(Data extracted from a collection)
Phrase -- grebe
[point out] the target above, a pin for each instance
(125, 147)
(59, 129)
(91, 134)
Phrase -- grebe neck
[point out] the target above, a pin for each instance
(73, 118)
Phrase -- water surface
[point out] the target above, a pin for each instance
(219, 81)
* * *
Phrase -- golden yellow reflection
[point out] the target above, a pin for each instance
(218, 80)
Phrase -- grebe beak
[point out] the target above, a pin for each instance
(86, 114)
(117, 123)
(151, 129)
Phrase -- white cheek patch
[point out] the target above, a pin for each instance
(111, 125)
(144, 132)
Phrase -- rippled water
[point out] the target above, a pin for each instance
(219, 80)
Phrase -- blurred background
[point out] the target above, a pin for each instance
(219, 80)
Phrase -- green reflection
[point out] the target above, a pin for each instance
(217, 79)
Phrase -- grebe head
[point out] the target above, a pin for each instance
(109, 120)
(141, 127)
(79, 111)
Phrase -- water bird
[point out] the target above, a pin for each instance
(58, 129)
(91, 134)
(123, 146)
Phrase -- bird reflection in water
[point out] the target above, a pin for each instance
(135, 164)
--
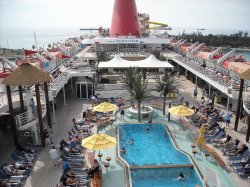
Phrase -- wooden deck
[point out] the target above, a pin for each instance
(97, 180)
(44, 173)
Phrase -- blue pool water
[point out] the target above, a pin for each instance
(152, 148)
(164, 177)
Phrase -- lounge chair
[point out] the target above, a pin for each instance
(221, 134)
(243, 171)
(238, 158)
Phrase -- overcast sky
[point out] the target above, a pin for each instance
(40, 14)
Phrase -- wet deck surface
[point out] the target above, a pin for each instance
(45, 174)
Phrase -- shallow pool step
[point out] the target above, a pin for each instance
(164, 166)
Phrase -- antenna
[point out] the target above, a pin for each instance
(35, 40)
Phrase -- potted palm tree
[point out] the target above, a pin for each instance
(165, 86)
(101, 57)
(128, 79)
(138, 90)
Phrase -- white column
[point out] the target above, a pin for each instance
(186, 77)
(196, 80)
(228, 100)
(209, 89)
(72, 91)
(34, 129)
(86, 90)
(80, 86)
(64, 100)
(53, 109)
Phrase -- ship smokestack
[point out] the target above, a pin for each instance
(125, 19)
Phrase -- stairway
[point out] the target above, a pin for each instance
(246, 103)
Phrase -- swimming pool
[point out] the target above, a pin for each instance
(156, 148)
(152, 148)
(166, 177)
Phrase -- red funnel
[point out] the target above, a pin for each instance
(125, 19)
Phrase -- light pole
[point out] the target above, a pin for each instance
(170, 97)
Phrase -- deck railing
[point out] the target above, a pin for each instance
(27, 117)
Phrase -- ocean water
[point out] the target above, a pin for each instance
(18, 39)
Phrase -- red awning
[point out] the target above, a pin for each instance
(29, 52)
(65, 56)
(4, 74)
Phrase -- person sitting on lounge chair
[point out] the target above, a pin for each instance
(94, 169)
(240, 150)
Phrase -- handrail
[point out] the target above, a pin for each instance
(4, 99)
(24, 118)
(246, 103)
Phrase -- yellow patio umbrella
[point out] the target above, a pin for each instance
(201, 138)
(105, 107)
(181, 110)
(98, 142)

[What needs to be done]
How many lines in the rows above contain the word "deck"? Give only the number.

[Answer for this exercise]
3